Your objective: Return, from the data below, each line that contains the word "shoreline".

Records supplied:
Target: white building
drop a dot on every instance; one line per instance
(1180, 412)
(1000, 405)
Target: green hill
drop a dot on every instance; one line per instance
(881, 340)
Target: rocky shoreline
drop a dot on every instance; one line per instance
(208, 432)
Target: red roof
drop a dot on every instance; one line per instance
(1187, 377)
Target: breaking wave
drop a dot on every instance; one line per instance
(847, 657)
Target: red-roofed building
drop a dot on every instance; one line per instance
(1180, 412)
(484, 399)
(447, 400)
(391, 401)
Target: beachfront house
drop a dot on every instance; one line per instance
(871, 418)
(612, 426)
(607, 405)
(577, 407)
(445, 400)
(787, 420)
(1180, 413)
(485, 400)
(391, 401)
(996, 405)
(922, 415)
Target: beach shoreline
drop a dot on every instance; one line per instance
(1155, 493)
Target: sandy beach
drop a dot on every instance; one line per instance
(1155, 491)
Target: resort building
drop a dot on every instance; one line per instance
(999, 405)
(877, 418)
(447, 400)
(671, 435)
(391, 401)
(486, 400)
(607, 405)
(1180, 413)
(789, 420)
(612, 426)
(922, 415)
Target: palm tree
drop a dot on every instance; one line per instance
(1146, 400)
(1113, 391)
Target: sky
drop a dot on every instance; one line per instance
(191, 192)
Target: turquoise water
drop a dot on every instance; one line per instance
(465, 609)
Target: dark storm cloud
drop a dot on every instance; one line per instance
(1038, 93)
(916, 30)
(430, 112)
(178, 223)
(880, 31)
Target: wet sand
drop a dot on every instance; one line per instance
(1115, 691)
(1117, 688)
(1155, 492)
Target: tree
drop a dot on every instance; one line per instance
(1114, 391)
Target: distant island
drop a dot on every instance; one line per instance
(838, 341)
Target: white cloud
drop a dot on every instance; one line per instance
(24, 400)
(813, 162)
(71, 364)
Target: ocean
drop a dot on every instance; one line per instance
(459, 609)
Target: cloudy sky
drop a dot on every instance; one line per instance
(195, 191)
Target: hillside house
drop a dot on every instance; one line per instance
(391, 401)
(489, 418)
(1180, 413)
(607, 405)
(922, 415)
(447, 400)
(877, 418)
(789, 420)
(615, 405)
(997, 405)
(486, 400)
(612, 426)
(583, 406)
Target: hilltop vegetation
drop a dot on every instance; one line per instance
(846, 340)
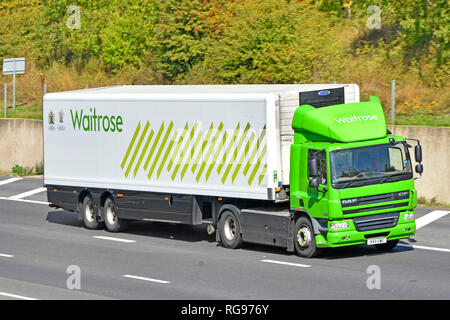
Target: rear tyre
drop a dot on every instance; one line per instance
(305, 239)
(387, 246)
(88, 214)
(230, 230)
(112, 222)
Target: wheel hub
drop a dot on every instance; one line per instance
(304, 237)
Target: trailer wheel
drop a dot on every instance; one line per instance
(230, 230)
(88, 215)
(305, 240)
(112, 222)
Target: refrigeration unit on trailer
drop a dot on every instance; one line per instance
(228, 154)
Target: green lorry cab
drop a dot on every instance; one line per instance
(351, 177)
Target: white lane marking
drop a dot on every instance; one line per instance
(15, 296)
(287, 263)
(9, 181)
(23, 200)
(145, 279)
(28, 193)
(114, 239)
(430, 217)
(423, 247)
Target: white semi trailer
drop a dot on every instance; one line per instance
(179, 154)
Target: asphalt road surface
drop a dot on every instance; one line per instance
(47, 254)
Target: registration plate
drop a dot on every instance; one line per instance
(377, 241)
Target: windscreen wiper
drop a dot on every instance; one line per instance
(388, 179)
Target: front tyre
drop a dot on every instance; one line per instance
(230, 230)
(304, 239)
(112, 222)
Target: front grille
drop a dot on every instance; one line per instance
(385, 197)
(389, 206)
(376, 235)
(376, 221)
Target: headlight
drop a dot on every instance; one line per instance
(338, 226)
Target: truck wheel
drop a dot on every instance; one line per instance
(387, 246)
(305, 240)
(230, 230)
(88, 215)
(112, 222)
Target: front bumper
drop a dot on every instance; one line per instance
(350, 236)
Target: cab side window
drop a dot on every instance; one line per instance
(321, 155)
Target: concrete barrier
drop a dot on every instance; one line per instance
(21, 142)
(435, 142)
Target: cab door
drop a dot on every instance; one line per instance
(317, 201)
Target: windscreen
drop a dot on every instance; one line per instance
(370, 165)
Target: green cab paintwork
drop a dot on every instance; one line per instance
(333, 128)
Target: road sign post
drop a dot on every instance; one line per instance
(13, 67)
(5, 91)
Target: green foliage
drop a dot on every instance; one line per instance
(120, 32)
(274, 42)
(179, 36)
(18, 170)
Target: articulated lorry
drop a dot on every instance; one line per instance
(303, 167)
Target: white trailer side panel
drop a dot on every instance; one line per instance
(216, 145)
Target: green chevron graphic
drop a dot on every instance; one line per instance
(230, 145)
(155, 143)
(210, 149)
(204, 143)
(130, 146)
(236, 151)
(183, 152)
(177, 149)
(161, 148)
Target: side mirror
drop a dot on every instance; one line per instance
(313, 167)
(418, 153)
(314, 182)
(419, 169)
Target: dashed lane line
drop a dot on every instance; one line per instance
(423, 247)
(28, 193)
(15, 296)
(145, 279)
(430, 217)
(114, 239)
(28, 201)
(3, 182)
(287, 263)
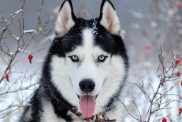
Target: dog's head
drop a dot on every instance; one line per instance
(88, 58)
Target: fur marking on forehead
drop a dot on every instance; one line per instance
(88, 38)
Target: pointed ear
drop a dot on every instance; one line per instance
(108, 17)
(66, 18)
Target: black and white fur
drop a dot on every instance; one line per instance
(87, 40)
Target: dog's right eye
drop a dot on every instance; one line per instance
(74, 58)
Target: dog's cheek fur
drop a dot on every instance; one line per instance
(115, 74)
(61, 79)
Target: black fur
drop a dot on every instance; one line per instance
(113, 44)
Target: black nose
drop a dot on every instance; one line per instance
(87, 85)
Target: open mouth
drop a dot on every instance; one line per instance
(87, 105)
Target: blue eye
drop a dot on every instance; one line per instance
(101, 58)
(74, 58)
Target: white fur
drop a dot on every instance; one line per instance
(107, 76)
(110, 19)
(49, 114)
(64, 20)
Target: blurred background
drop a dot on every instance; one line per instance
(152, 31)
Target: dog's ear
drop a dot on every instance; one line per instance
(66, 18)
(108, 17)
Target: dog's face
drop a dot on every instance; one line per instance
(89, 59)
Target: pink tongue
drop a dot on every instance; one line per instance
(87, 106)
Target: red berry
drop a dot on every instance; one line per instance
(178, 74)
(7, 76)
(30, 57)
(164, 119)
(180, 110)
(180, 83)
(178, 4)
(177, 62)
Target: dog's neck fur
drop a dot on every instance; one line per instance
(62, 107)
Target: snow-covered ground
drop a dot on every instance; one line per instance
(150, 26)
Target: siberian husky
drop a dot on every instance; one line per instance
(84, 71)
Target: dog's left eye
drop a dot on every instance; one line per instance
(74, 58)
(101, 58)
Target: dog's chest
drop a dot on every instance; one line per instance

Result below:
Target: rocky shoreline
Target: beach shoreline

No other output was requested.